Application Insights - Alerts- Custom Signal

Alex Maiereanu 40 Reputation points

Hi,

when setting up azure alerts, based on queries with KQL on the Traces table, we have the situations that alerts are being constantly thrown, after the event when the custom query actually had a hit. So timeline would be:

At 10:00 we have a hit in Traces tables.

An alert is fired since -> ok

The same alert type is being triggered, even though there are no more hits in the table, it's like the alerting system enters into a loop.

The alerts stop being thrown after a couple of hours or if disable/enable again.

(also to make sure and not get standard AI responses, yes the alert has a specific timewindow. We also checked the query behind the alert and it does not have any hits )

  1. Bharath Y P 9,730 Reputation points Microsoft External Staff Moderator

    Hello Alex, Just checking to see, If the information shared was helpful, please accept the answer and upvote. Please feel free to reach out if you have any additional questions or need further clarification. Thanks

  2. Alex Maiereanu 40 Reputation points

    Hi Bharath,
    Sadly no, your answer was not helpful. We already configured correctly the alerts. This situation started happening by itself. The alerts keep firing for hours after the first event

  3. Alex Maiereanu 40 Reputation points

    Is there anybody from azure support team reviewing this case?

  4. Bharath Y P 9,730 Reputation points Microsoft External Staff Moderator

    You can validate and confirm whether this is a backend/platform issue, collect the following:

    1. Compare TimeGenerated vs ingestion_time()
    Traces
    | where TimeGenerated > ago(24h)
    | extend ingestion = ingestion_time()
    | project TimeGenerated, ingestion, Message
    | order by ingestion desc
    
    

    Check whether old traces are being ingested or replayed late.

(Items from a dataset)
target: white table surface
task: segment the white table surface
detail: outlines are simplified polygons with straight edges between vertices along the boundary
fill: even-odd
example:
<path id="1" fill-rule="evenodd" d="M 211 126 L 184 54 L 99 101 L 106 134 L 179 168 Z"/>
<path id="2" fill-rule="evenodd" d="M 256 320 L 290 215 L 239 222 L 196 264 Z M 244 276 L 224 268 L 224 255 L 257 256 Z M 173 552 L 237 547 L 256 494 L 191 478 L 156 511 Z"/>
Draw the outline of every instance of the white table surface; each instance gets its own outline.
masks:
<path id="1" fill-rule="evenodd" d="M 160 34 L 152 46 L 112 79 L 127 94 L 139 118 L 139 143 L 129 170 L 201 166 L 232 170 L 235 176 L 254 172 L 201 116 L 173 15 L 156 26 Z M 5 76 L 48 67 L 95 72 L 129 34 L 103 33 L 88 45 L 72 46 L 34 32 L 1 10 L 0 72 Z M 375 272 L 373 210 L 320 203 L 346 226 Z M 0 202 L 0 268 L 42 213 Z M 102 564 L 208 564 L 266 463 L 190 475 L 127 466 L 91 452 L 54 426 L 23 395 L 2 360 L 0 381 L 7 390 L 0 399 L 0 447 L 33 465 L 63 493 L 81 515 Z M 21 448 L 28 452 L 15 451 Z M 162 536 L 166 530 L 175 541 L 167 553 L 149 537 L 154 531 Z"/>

[THINGS TO DO]
(A) In the forum thread, what two things make the repeated alerts stop being thrown?
(B) Rewrite the paragraph of the forum thread that begins "when setting up azure alerts" as one shorter sentence that keeps its main facts.
(C) Retype the part of the forum thread from "At 10:00 we" to "if disable/enable again.".
Rely only on the forum thread when answering.

[WORKED ANSWERS]
(A) They stop after a couple of hours or when the alert is disabled and enabled again.

(B) With Azure alerts built on KQL queries against the Traces table, alerts keep being thrown after the event in which the custom query actually had a hit.

(C)
At 10:00 we have a hit in Traces tables.

An alert is fired since -> ok

The same alert type is being triggered, even though there are no more hits in the table, it's like the alerting system enters into a loop.

The alerts stop being thrown after a couple of hours or if disable/enable again.